Passage cité →
######

«Lacen apportera beaucoup à l’Algérie»
«Mickael Fabre est Algérien à 100%»
C’est toujours avec un large sourire et son air timide de garçon bien élevé que Hassan Yebda nous accueille. Cette fois, c’est loin de l’Angola et des images fortes que la CAN nous a offertes un mois durant qu’on l’a revu.
C’était à Southampton précisément qu’il nous a reçus pour reparler bien sûr de l’Equipe nationale et de sa magnifique aventure avec les Verts. Ne fuyant jamais les questions, aussi gênantes soient-elles, Yebda s’est confié totalement, n’éludant aucun sujet.
Quoi de plus normal pour ce joueur qui a montré qu’il avait désormais son mot à dire sur le terrain et qui semble comprendre les responsabilités qui sont les siennes dans cette EN qu’il a intégrée par la porte la plus large et qui lui confère le droit de parler comme un cadre de cette équipe.
Elu Meilleur joueur algérien de la CAN 2010 par les lecteurs du Buteur, Hassan Yebda ne revendique, toutefois, rien dans cette Equipe nationale qu’il veut juste défendre comme on le fait avec sa propre famille.
Lorsqu’il en parle, on sent qu’il souhaite grandir avec les Verts, afin d’offrir le meilleur visage possible du football algérien lors de la Coupe du Monde.

######

(Extraits de données d'étiquetage de lieux)
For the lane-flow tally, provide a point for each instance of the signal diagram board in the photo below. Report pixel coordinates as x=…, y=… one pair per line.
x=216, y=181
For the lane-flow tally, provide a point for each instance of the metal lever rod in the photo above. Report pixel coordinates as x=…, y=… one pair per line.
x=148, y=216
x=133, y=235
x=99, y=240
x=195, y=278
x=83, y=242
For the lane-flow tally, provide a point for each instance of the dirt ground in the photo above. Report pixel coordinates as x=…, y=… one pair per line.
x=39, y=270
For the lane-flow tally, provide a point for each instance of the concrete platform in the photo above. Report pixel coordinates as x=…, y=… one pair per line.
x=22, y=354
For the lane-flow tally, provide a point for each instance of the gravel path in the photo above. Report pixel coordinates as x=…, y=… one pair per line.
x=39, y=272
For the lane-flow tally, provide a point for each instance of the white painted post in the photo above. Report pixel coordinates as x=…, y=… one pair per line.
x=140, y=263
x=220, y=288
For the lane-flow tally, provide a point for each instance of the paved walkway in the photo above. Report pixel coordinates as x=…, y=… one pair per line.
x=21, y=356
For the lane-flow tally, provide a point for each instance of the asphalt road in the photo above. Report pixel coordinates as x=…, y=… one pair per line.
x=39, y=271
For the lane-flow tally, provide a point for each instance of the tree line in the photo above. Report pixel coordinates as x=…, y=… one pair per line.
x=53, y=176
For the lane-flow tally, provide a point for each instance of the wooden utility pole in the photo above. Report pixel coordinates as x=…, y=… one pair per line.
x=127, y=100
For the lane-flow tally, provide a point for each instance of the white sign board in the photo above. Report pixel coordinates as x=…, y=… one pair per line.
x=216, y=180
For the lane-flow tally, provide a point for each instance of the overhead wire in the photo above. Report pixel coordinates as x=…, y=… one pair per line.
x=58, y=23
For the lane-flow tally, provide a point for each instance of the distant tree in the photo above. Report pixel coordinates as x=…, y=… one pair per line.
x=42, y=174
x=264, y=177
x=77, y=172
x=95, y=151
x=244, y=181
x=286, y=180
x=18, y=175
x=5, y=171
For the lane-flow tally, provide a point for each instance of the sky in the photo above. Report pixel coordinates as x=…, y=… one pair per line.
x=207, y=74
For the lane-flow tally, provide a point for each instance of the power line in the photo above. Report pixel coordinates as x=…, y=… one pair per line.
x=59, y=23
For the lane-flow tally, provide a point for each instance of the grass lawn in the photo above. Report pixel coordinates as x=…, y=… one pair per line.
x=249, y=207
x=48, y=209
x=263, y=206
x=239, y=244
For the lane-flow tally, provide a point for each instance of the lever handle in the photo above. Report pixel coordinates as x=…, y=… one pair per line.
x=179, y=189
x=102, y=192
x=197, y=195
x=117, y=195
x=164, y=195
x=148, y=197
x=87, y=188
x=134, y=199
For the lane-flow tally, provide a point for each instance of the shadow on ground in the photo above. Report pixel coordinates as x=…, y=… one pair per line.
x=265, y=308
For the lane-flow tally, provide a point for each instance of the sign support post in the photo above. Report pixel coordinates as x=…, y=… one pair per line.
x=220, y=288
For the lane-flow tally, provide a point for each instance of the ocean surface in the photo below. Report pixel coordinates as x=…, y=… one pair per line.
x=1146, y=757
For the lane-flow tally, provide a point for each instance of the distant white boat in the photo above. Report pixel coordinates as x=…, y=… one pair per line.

######

Exercice → Recopiez tout le passage sur Hassan Yebda, depuis «C’était à Southampton» jusqu'à «n’éludant aucun sujet.».

Réponse →
C’était à Southampton précisément qu’il nous a reçus pour reparler bien sûr de l’Equipe nationale et de sa magnifique aventure avec les Verts. Ne fuyant jamais les questions, aussi gênantes soient-elles, Yebda s’est confié totalement, n’éludant aucun sujet.